**What to do:**
A. Reproduce the part of the data cleansing post between "The first dataset" and "one by one.", inclusive.
B. In the data cleansing post, how long did it take to load the users dataset into neo4j?
C. Write the next part of the data cleansing post, picking up after its last sentence.

Lesson learnt from data cleansing. Part I

Lately, I have been experimenting on Kaggle competition. This is the one I chose because I want to use neo4j to give some recommendation or in a sense I want to do unsupervised learning. From day one I faced a lot of problem dealing with a lot of data and they are not clean in a way. For example, in this competition, there is users dataset which contains all the users. And there is a friend dataset which contains all the friends. The data look like this.

users dataset

friends dataset

The first dataset I could dump everything into neo4j without any problem because it’s just 30000 records it only took me 5 mins to do it. However, the second dataset was kind of a problem because the column friends not all of the ids exist in users database which means the users don’t exist. So, I had to check if the ids exist in user dataset or not. It turned out that the friends dataset is quite large (about 50 MB) and it could be 3000 ids in one column. So, my first thought would be just to do it one by one.

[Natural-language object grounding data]
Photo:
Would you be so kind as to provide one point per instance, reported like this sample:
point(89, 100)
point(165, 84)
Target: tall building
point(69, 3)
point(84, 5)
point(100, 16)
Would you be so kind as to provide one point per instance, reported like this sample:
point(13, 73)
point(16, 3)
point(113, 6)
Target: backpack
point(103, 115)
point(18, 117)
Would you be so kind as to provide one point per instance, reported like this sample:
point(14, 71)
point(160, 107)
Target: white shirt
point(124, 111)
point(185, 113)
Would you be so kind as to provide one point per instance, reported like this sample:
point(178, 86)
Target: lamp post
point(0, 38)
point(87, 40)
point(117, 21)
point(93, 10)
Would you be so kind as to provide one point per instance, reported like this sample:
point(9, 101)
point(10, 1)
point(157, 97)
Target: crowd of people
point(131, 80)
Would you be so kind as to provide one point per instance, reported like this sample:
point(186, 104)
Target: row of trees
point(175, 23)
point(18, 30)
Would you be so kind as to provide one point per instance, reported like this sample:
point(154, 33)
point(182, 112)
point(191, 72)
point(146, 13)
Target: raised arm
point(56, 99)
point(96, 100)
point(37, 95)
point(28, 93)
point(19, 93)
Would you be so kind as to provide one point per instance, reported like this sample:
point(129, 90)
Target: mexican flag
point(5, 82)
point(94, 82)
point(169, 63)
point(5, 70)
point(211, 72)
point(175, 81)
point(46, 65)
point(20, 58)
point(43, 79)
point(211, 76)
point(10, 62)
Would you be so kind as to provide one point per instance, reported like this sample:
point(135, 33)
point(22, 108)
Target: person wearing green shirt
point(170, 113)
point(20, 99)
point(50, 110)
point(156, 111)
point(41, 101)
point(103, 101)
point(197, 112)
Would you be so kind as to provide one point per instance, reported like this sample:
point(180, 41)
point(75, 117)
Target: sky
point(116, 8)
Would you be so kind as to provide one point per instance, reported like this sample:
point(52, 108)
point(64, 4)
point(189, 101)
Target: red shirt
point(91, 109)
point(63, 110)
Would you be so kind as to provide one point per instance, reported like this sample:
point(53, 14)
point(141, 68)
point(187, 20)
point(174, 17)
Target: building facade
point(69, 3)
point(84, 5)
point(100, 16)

**Per-task outputs:**
A.
The first dataset I could dump everything into neo4j without any problem because it’s just 30000 records it only took me 5 mins to do it. However, the second dataset was kind of a problem because the column friends not all of the ids exist in users database which means the users don’t exist. So, I had to check if the ids exist in user dataset or not. It turned out that the friends dataset is quite large (about 50 MB) and it could be 3000 ids in one column. So, my first thought would be just to do it one by one.

B. 5 minutes.

C.
Frist attempt
So, what I did first was to dump the whole users dataset to neo4j. And then for loop to check if id exists then insert if not just ignore it. I used cypher to check if the id exists. It turned out that I left my computer for 24 hours and it went just only 10% of the data. It was really slow. One thing from this was that I used neography which means it’s using REST api which usually it’s slower than embedded code. And I couldn’t wait for a whole week just to import the data. So, I moved on. The slow part was the checking every time so I guess it would be nice to clean the data before I dump that to neo4j.

Second attempt
I tried to use Google Refine to cross check two datasets but it couldn’t even pass the stage “split multi-valued cells” which to split column values to rows. Google Refine uses too much ram. I even tried to start EC2 instance but it froze along the way as well. I posted the question and got the solution here

Third attempt
I used MySQL to join the tables and and check if the ids exist. Dumping all the data to MySQL was pretty easy my plain old PHP and MySQL. It turned out the friends dataset got around 38 Million rows. And here’s the script I used to check if the id doesn’t exit spit it out and delete it.

 SELECT uf.id, uf.friend_id, u.user_id FROM eventify.UserFriends uf LEFT JOIN eventify.Users u on uf.friend_id = u.user_id WHERE u.user_id is NULL LIMIT 1

It was also really slow since I just use my Macbook and didn’t even turn MySQL performance. So I moved on again.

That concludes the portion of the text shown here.